EXERCISE BRIEF:
Every line from the start of the records below to the line containing "Task: place a pin on each instance of the sun glare" should be retyped exactly, that line included, and no others.

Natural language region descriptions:
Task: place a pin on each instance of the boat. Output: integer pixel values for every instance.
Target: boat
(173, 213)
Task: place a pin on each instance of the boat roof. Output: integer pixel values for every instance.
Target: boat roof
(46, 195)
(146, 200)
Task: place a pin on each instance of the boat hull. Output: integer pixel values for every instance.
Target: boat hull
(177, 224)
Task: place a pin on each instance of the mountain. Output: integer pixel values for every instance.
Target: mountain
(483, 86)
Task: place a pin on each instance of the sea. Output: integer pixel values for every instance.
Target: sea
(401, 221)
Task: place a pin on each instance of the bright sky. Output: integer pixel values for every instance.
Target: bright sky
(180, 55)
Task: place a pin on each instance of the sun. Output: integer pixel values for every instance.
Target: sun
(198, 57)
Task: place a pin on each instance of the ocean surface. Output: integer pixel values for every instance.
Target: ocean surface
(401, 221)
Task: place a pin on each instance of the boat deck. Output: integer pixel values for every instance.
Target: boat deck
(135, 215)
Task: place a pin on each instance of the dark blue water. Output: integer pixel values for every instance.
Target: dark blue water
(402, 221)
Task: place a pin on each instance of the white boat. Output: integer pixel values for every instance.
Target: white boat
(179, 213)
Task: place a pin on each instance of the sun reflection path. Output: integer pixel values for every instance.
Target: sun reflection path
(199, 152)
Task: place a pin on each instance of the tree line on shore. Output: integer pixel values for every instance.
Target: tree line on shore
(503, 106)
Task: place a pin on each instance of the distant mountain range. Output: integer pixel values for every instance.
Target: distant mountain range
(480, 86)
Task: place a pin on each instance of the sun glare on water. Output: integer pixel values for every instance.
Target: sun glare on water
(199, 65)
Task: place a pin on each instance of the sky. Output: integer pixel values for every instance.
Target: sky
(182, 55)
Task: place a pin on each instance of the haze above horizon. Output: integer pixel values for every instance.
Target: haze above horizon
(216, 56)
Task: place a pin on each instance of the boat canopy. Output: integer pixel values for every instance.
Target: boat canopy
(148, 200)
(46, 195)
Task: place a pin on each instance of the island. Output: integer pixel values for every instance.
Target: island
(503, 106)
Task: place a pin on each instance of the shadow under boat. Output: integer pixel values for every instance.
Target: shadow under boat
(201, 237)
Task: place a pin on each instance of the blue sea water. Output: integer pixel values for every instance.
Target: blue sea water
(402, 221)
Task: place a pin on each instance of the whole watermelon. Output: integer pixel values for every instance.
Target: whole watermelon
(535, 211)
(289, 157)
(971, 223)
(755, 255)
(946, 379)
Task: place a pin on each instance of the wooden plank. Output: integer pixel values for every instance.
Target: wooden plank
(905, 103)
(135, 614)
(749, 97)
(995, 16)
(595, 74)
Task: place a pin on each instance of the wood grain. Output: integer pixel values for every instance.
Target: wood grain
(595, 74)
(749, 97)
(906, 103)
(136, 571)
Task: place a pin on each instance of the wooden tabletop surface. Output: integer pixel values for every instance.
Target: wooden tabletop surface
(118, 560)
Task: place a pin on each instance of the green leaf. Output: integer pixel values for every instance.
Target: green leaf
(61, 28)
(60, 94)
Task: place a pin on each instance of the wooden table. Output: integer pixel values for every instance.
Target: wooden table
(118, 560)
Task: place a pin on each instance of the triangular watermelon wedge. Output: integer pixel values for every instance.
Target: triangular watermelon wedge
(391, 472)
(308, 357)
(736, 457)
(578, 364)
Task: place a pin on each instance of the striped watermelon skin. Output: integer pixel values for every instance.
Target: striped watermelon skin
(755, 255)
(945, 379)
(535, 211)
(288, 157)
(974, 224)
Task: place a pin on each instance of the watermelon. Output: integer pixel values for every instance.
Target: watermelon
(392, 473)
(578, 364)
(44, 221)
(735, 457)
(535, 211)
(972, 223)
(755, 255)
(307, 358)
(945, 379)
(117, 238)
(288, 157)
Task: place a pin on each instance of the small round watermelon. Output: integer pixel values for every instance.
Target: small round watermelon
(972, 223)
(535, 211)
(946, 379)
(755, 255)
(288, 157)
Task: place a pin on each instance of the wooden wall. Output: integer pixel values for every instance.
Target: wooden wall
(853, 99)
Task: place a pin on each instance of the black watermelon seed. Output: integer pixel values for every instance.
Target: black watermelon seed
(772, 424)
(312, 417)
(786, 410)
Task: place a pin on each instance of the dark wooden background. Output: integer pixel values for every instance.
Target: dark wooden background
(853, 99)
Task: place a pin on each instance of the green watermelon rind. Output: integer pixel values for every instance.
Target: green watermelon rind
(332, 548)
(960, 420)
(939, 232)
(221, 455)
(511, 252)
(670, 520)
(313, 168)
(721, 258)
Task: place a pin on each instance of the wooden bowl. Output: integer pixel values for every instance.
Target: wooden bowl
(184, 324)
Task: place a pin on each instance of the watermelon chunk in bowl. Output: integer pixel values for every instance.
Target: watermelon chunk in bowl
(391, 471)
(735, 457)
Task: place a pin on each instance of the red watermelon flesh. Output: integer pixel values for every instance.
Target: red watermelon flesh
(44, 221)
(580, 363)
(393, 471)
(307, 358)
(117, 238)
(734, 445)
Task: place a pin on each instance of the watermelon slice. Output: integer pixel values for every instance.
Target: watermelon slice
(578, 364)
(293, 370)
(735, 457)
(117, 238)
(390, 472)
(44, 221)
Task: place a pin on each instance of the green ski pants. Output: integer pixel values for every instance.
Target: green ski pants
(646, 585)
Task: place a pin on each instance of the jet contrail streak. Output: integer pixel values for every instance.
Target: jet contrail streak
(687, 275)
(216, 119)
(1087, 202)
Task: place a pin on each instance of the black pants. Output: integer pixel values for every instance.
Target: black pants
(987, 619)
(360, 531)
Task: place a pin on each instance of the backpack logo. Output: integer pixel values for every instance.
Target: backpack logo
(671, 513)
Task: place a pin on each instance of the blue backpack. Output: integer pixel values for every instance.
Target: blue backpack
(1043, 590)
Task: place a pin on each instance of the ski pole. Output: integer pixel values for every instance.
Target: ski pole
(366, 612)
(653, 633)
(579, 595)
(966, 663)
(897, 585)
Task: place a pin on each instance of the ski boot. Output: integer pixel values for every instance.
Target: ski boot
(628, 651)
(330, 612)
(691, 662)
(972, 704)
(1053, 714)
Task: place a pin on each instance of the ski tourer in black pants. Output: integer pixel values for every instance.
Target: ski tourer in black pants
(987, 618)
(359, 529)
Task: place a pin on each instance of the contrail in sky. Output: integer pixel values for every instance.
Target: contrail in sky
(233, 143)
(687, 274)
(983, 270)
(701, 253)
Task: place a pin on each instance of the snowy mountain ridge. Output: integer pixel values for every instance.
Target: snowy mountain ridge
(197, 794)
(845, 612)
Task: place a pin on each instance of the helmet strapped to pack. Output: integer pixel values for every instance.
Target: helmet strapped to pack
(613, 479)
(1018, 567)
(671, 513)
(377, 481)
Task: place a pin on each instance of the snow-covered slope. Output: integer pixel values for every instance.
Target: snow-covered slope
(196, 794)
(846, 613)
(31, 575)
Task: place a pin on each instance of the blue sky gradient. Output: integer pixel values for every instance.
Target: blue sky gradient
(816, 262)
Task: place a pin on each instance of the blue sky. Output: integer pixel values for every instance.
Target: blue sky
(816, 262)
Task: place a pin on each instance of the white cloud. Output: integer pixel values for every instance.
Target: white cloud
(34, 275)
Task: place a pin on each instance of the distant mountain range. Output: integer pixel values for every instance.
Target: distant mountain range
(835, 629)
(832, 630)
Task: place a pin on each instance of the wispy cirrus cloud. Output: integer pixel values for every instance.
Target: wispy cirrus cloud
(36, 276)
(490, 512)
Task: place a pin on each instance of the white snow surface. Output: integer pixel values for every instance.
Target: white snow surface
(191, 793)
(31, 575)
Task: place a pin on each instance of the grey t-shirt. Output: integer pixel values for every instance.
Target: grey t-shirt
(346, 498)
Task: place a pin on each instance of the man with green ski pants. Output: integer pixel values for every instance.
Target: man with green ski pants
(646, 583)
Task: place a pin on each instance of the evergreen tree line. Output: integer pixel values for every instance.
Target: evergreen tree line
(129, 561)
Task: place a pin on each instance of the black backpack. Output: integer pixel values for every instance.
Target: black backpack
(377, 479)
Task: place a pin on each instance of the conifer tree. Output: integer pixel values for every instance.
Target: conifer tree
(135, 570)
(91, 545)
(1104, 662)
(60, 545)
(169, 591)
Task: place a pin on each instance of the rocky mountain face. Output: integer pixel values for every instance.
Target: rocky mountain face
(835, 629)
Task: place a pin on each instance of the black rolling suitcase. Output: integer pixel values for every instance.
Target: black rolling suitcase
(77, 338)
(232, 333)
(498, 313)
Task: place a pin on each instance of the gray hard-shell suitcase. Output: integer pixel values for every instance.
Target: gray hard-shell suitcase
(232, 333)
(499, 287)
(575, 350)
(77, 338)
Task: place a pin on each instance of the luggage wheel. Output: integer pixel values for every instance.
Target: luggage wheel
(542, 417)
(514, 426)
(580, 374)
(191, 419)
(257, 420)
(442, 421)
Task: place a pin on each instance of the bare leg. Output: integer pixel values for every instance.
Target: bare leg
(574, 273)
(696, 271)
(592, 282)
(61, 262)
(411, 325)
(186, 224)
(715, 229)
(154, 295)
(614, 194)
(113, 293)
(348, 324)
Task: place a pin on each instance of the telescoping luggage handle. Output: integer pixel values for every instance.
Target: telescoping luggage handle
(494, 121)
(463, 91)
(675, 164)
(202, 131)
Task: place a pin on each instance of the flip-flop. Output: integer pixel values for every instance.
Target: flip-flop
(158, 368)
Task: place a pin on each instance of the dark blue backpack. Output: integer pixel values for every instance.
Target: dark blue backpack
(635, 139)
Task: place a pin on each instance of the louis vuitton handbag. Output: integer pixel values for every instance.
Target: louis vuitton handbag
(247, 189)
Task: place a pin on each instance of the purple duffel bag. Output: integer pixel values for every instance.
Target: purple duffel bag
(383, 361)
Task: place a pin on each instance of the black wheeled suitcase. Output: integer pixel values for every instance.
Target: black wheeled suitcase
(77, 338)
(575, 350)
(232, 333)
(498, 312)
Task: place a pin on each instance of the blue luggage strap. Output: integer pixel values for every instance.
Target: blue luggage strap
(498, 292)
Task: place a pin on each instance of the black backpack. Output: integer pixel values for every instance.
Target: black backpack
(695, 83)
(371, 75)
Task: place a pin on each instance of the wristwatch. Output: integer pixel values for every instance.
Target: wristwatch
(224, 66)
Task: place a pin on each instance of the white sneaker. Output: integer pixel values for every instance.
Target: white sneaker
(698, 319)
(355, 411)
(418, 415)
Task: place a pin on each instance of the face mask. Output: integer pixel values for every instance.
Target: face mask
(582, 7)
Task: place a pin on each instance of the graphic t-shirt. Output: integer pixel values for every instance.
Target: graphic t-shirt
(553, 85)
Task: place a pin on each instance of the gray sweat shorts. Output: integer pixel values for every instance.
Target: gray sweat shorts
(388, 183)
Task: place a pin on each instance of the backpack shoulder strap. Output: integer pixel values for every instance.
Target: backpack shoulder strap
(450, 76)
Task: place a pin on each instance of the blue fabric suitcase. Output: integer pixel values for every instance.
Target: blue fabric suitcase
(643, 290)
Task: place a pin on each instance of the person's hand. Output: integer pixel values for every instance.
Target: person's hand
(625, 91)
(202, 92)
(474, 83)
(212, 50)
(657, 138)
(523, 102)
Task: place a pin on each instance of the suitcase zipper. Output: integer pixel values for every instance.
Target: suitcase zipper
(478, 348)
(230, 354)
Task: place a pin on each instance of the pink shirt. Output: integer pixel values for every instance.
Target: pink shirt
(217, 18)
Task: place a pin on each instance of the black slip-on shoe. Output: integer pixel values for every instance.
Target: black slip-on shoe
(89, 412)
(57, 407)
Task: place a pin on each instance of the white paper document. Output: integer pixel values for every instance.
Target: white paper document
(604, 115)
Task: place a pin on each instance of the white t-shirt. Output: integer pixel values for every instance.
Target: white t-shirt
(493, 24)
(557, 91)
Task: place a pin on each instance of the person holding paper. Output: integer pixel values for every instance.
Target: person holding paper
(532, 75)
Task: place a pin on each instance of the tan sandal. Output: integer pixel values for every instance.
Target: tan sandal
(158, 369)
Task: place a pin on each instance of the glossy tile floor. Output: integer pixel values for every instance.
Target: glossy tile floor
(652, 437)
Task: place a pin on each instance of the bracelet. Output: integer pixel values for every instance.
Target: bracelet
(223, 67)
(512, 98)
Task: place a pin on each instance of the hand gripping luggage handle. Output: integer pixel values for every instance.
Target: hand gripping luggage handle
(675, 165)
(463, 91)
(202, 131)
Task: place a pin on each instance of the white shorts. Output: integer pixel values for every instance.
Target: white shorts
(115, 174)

ANSWER FOR THE TASK:
Task: place a pin on each instance of the boat. Output: integer pixel values for every instance.
Target: boat
(173, 213)
Task: place a pin on each instance of the boat roof. Output: integer pixel values for every instance.
Target: boat roof
(46, 195)
(146, 200)
Task: place a pin on each instance of the boat hull. Output: integer pixel values for every instance.
Target: boat hull
(177, 224)
Task: place a pin on each instance of the mountain. Output: integer pixel values for every instance.
Target: mountain
(483, 86)
Task: place a pin on each instance of the sea. Output: integer pixel values for every instance.
Target: sea
(401, 221)
Task: place a pin on each instance of the bright sky. Output: integer pixel values for every instance.
Target: bright sky
(180, 55)
Task: place a pin on each instance of the sun. Output: integer pixel values for every instance.
Target: sun
(198, 57)
Task: place a pin on each instance of the ocean surface. Output: integer pixel values for every instance.
Target: ocean surface
(401, 221)
Task: place a pin on each instance of the boat deck. Output: integer pixel values for every instance.
Target: boat deck
(135, 215)
Task: place a pin on each instance of the dark blue water. Output: integer pixel values for every instance.
Target: dark blue water
(402, 221)
Task: place a pin on each instance of the white boat. Output: integer pixel values for every instance.
Target: white boat
(179, 213)
Task: place a pin on each instance of the sun reflection path. Output: integer pixel values for every instance.
Target: sun reflection path
(199, 152)
Task: place a pin on each instance of the tree line on shore. Output: integer pixel values for every instance.
Target: tree line on shore
(503, 106)
Task: place a pin on each instance of the distant mountain range. Output: integer pixel values for every instance.
Target: distant mountain range
(480, 86)
Task: place a pin on each instance of the sun glare on water. Output: integer pixel values for every instance.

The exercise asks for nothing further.